Source data
>>

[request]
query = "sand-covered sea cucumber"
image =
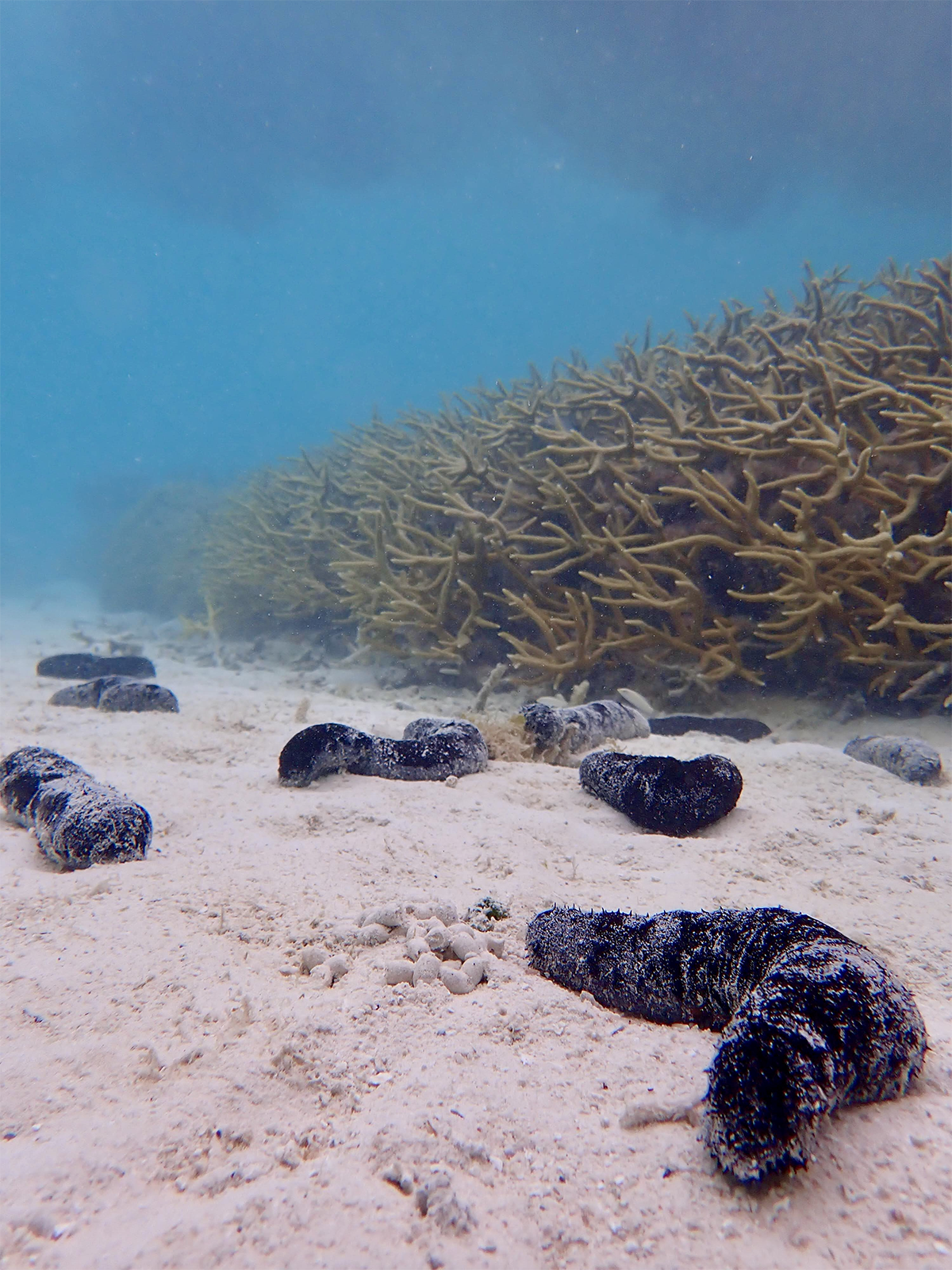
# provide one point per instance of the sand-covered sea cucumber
(810, 1020)
(666, 795)
(88, 666)
(903, 756)
(738, 728)
(571, 729)
(78, 821)
(117, 694)
(431, 749)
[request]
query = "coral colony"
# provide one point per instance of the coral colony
(768, 498)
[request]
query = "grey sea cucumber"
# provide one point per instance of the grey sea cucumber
(117, 694)
(78, 821)
(88, 666)
(903, 756)
(431, 749)
(666, 795)
(810, 1020)
(571, 729)
(738, 728)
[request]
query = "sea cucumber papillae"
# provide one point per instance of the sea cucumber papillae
(78, 821)
(431, 749)
(575, 728)
(810, 1020)
(666, 795)
(908, 757)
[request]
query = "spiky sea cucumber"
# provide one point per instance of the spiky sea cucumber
(88, 666)
(738, 727)
(570, 729)
(78, 821)
(904, 756)
(431, 749)
(117, 694)
(666, 795)
(810, 1020)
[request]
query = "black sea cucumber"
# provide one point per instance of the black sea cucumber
(88, 666)
(664, 794)
(117, 692)
(738, 728)
(431, 751)
(812, 1022)
(903, 756)
(78, 821)
(571, 729)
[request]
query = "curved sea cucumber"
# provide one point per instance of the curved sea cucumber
(78, 821)
(903, 756)
(810, 1020)
(666, 795)
(738, 728)
(88, 666)
(117, 692)
(570, 729)
(431, 749)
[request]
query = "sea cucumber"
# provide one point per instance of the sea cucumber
(570, 729)
(903, 756)
(116, 694)
(431, 749)
(738, 728)
(810, 1020)
(88, 666)
(78, 821)
(666, 795)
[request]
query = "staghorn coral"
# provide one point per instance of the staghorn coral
(268, 549)
(771, 497)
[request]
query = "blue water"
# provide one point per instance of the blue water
(362, 214)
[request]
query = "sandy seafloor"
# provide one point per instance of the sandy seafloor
(175, 1094)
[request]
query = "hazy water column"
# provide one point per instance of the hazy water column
(224, 237)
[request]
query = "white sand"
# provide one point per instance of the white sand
(173, 1096)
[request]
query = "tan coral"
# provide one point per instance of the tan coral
(771, 495)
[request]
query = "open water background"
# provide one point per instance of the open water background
(230, 228)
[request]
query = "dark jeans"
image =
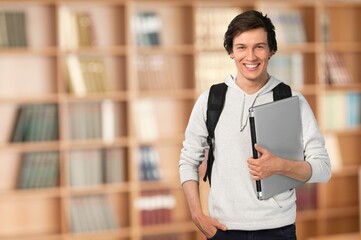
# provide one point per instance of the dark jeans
(282, 233)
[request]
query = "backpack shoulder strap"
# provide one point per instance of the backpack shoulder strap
(216, 99)
(281, 91)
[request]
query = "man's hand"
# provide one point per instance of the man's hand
(208, 225)
(266, 165)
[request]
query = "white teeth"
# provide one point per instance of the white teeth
(251, 66)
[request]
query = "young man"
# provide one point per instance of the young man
(234, 210)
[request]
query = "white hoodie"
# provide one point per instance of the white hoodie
(232, 198)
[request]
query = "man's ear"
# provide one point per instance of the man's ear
(271, 54)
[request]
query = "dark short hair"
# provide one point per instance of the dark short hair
(249, 20)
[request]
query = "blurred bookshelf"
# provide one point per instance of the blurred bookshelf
(95, 97)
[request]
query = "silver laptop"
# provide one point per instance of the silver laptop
(277, 126)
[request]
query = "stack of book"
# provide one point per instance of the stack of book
(213, 67)
(156, 72)
(36, 122)
(93, 120)
(341, 110)
(155, 207)
(91, 213)
(76, 29)
(86, 74)
(306, 196)
(287, 68)
(211, 24)
(13, 29)
(95, 166)
(146, 126)
(336, 70)
(161, 237)
(147, 28)
(149, 169)
(38, 170)
(288, 22)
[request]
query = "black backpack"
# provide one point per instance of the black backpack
(216, 99)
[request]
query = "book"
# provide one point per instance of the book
(91, 213)
(155, 206)
(13, 29)
(92, 167)
(306, 195)
(336, 71)
(288, 68)
(212, 68)
(86, 75)
(341, 110)
(76, 28)
(146, 124)
(149, 169)
(147, 27)
(286, 20)
(210, 25)
(35, 122)
(38, 170)
(115, 166)
(333, 147)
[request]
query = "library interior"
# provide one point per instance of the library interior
(103, 90)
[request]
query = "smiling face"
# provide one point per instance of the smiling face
(251, 54)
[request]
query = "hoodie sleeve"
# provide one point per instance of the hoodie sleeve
(195, 142)
(314, 145)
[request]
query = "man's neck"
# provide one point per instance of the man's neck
(251, 86)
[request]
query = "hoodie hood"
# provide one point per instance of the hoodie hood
(272, 82)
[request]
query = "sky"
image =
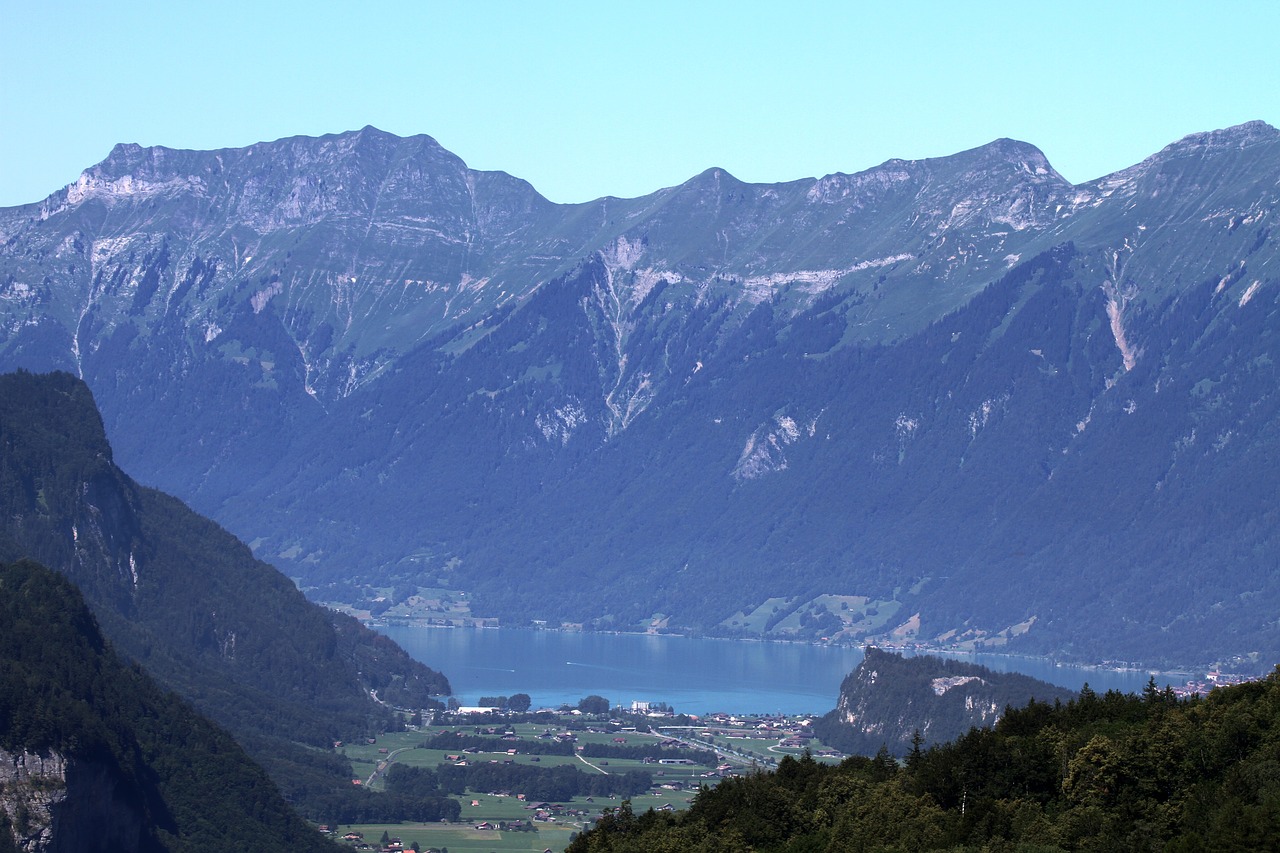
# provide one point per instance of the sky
(617, 97)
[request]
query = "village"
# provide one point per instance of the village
(666, 758)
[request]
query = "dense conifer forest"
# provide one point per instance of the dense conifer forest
(1101, 772)
(145, 770)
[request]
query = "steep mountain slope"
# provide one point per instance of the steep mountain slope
(94, 756)
(181, 596)
(961, 398)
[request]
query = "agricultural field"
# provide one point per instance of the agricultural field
(499, 748)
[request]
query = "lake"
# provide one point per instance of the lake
(691, 675)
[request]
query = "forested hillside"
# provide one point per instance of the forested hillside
(187, 601)
(96, 757)
(1101, 772)
(903, 703)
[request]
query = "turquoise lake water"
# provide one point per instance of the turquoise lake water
(691, 675)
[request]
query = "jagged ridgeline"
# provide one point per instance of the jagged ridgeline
(956, 400)
(1098, 772)
(187, 601)
(96, 757)
(890, 699)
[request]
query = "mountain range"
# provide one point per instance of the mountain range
(954, 401)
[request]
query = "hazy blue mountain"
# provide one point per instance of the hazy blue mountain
(955, 400)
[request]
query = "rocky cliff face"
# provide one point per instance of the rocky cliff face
(54, 803)
(935, 375)
(890, 699)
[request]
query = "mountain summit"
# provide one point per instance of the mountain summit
(961, 397)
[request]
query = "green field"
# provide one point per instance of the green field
(673, 785)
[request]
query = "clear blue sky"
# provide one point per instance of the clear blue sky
(613, 97)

<<

Objective
Omit every picture, then reproduce the rest of the listing exactly.

Exercise output
[request]
query = "sand-covered sea cucumber"
image =
# provide one point per instance of the sand-covered sea cucumber
(810, 1020)
(666, 795)
(88, 666)
(903, 756)
(738, 728)
(571, 729)
(78, 821)
(117, 694)
(431, 749)
[request]
query = "coral colony"
# provide one point per instance of the coral colony
(768, 498)
[request]
query = "grey sea cucumber"
# provide one point per instance of the grey sea cucumber
(117, 694)
(78, 821)
(88, 666)
(903, 756)
(431, 749)
(666, 795)
(810, 1020)
(571, 729)
(738, 728)
[request]
query = "sea cucumber papillae"
# provide one point per instance of the sea cucumber papillae
(78, 821)
(431, 749)
(575, 728)
(810, 1020)
(666, 795)
(908, 757)
[request]
query = "spiky sea cucumber"
# provide one point per instance of the spiky sea cucumber
(88, 666)
(738, 727)
(570, 729)
(78, 821)
(904, 756)
(431, 749)
(117, 694)
(666, 795)
(810, 1020)
[request]
query = "black sea cucumber"
# provide one point per instance of the black sea cucumber
(88, 666)
(664, 794)
(117, 692)
(738, 728)
(431, 751)
(812, 1022)
(903, 756)
(78, 821)
(571, 729)
[request]
query = "curved sea cucumber"
# provide one point per instance of the curved sea cucumber
(78, 821)
(903, 756)
(810, 1020)
(666, 795)
(738, 728)
(88, 666)
(117, 692)
(570, 729)
(431, 749)
[request]
query = "sea cucumber"
# provide one point per instance of the sea cucumber
(570, 729)
(903, 756)
(116, 694)
(431, 749)
(738, 728)
(810, 1020)
(88, 666)
(78, 821)
(666, 795)
[request]
query = "staghorn coral"
# provide one point per instance of the staghorn coral
(268, 549)
(771, 497)
[request]
query = "blue water"
# provide one point per instance of the blue water
(362, 214)
[request]
query = "sandy seafloor"
# provide one point per instance of the sandy seafloor
(175, 1094)
[request]
query = "hazy water column"
# provide one point per instance of the hazy water column
(224, 237)
[request]
query = "white sand"
# provide one point per instance of the white sand
(173, 1096)
[request]
query = "tan coral"
# provide one point per instance of the tan coral
(771, 495)
[request]
query = "open water background"
# provide one point per instance of the open water background
(230, 228)
[request]
query = "dark jeans"
image =
# provide one point per instance of the dark jeans
(282, 233)
[request]
query = "backpack shoulder strap"
# provide one point per instance of the backpack shoulder strap
(216, 99)
(281, 91)
[request]
query = "man's hand"
# provide one point per instance of the man's hand
(208, 225)
(266, 165)
[request]
query = "white teeth"
# provide one point per instance of the white teeth
(251, 66)
[request]
query = "young man"
# provide one point per instance of the young man
(234, 210)
[request]
query = "white hoodie"
# provide one point per instance of the white hoodie
(232, 198)
[request]
query = "man's ear"
# provide one point per instance of the man's ear
(271, 54)
[request]
query = "dark short hair"
# provide one point per instance of the dark short hair
(249, 20)
[request]
query = "blurred bookshelf"
# provide one point per instance of the blurred bookshelf
(95, 97)
[request]
query = "silver laptop"
# provide one point per instance of the silver laptop
(277, 126)
[request]
query = "stack of book"
# provide one point per instance of the stack of book
(213, 67)
(156, 72)
(36, 122)
(93, 120)
(341, 110)
(155, 207)
(91, 213)
(76, 29)
(86, 74)
(306, 196)
(287, 68)
(211, 24)
(13, 29)
(95, 166)
(146, 126)
(336, 70)
(161, 237)
(147, 28)
(149, 169)
(38, 170)
(288, 22)
[request]
query = "black backpack"
# provide one point per instance of the black backpack
(216, 99)
[request]
query = "book"
# provide one point per instance of the book
(91, 213)
(155, 206)
(13, 29)
(92, 167)
(306, 195)
(336, 71)
(288, 68)
(212, 68)
(86, 75)
(341, 110)
(76, 28)
(146, 124)
(149, 169)
(147, 27)
(286, 20)
(210, 25)
(35, 122)
(38, 170)
(115, 166)
(333, 147)
[request]
query = "library interior"
# provide one point per instance of the library interior
(103, 90)
[request]
query = "smiling face"
# provide one point per instance of the smiling face
(251, 54)
[request]
query = "hoodie sleeve"
# provide one point per instance of the hoodie sleeve
(195, 142)
(314, 145)
[request]
query = "man's neck"
# provide one point per instance of the man's neck
(251, 86)
[request]
query = "hoodie hood"
# provide one point per instance of the hoodie hood
(272, 82)
[request]
query = "sky"
image =
# provide one point per instance of the sky
(617, 97)
[request]
query = "village"
# provide one point per instance of the village
(666, 758)
[request]
query = "dense conifer forest"
# provide one point per instance of the dense conifer forest
(1101, 772)
(145, 770)
[request]
query = "steep mountain slope"
# provide one point per instance of the steep mountain slope
(94, 756)
(181, 596)
(961, 398)
[request]
query = "agricultural field"
# provide one point per instance of the agricultural field
(499, 748)
[request]
query = "lake"
# provide one point per instance of the lake
(691, 675)
[request]
query = "forested hillside"
# provide one point per instance of the forested hillside
(187, 601)
(96, 757)
(1101, 772)
(903, 703)
[request]
query = "turquoise lake water"
# provide one point per instance of the turquoise lake water
(691, 675)
[request]
query = "jagged ridgeline"
# provide one point per instance of the jagged ridgeline
(956, 400)
(1098, 772)
(187, 601)
(96, 757)
(890, 699)
[request]
query = "mountain range"
# provide one point per instance of the mountain range
(954, 401)
[request]
query = "hazy blue mountain"
# provide one point per instance of the hazy blue mountain
(955, 400)
[request]
query = "rocky cliff face"
# provide one point per instance of the rocky cliff face
(54, 803)
(935, 375)
(890, 699)
[request]
query = "mountain summit"
# provide one point per instance of the mountain summit
(961, 397)
[request]
query = "green field"
# provide one point per instance of the green field
(673, 785)
[request]
query = "clear blue sky"
# provide one point per instance of the clear blue sky
(613, 97)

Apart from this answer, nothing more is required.